SELECTED EXCERPT:
Optimal and Adaptive Operation of a Hydropower System with Unit Commitment and Water Quality Constraints

Management of water resources has become more complex in recent years as a result of changing attitudes towards sustainability and the attribution of greater attention to environmental issues, especially under a scenario of water scarcity risk introduced by climate changes and anthropogenic pressures. This study addresses the optimal short-term operation of a multi-purpose hydropower system under an environment where objectives are conflicting. New optimization models using mixed integer nonlinear programming (MINLP) with binary variables adopted for incorporating unit commitment constraints and adaptive real-time operations are developed and applied to a real life hydropower reservoir in Brazil, utilizing evolutionary algorithms. These formulations address water quality concerns downstream of the reservoir and optimal operations for power generation in an integrated manner and deal with uncertain future flows due to climate change. Results obtained using genetic algorithm (GA) solvers were superior to gradient based methods, converging to superior optimal solutions especially due to computational intractability problems associated with combinatorial domain of integer variables in the unit commitment formulation. The adaptive operation formulation in conjunction with the solution of turbine unit commitment problem yielded more reliable solutions, reducing forecasting uncertainty and providing more flexible operational rules.

DATA BLOCK:

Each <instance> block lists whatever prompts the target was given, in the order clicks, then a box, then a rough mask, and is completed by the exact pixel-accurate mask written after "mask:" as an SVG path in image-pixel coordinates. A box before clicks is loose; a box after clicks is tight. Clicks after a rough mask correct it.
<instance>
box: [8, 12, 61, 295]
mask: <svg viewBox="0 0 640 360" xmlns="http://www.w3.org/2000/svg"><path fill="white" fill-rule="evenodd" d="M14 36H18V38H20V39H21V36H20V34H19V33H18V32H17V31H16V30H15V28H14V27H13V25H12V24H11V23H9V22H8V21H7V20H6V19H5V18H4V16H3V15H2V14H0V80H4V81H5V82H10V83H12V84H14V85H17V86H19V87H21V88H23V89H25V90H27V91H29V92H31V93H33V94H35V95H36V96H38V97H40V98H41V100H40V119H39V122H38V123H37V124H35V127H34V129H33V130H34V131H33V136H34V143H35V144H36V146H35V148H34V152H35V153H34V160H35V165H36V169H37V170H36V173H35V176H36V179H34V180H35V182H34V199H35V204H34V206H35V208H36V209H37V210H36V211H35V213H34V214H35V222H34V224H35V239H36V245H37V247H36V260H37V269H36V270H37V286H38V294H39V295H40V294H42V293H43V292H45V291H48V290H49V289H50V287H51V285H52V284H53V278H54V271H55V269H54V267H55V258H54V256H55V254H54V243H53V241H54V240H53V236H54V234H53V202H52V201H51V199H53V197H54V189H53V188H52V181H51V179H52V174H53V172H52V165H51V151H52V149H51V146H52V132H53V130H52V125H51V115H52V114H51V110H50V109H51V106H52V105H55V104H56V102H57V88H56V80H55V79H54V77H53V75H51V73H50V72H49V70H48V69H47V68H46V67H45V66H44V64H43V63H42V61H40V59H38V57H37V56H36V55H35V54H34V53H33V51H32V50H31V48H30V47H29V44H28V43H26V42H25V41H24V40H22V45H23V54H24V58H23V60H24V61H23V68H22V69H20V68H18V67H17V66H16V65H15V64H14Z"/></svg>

WORK REQUEST 1: According to the hydropower text, which type of solver gave better results than gradient-based methods?
WORK REQUEST 2: Rewrite the paragraph of the hydropower text that begins "Management of water resources" as a short bulleted list that keeps its main facts.

EXERCISE RESPONSE 1: Genetic algorithm (GA) solvers.

EXERCISE RESPONSE 2:
- Water resource management has grown more complex because of greater concern for sustainability and the environment, especially with water scarcity risks from climate change and human pressures.
- The study addresses the best short-term operation of a multi-purpose hydropower system with conflicting objectives.
- It develops new mixed integer nonlinear programming (MINLP) models. These use binary variables for unit commitment constraints and adaptive real-time operations.
- The models are applied with evolutionary algorithms to a real hydropower reservoir in Brazil.
- The models jointly address downstream water quality and power generation, and they handle uncertain future flows due to climate change.
- Genetic algorithm solvers outperformed gradient-based methods and reached better optimal solutions. This was largely because of the computational intractability of the integer variables in the unit commitment formulation.
- Combining adaptive operation with turbine unit commitment gave more reliable solutions, reduced forecasting uncertainty, and produced more flexible operating rules.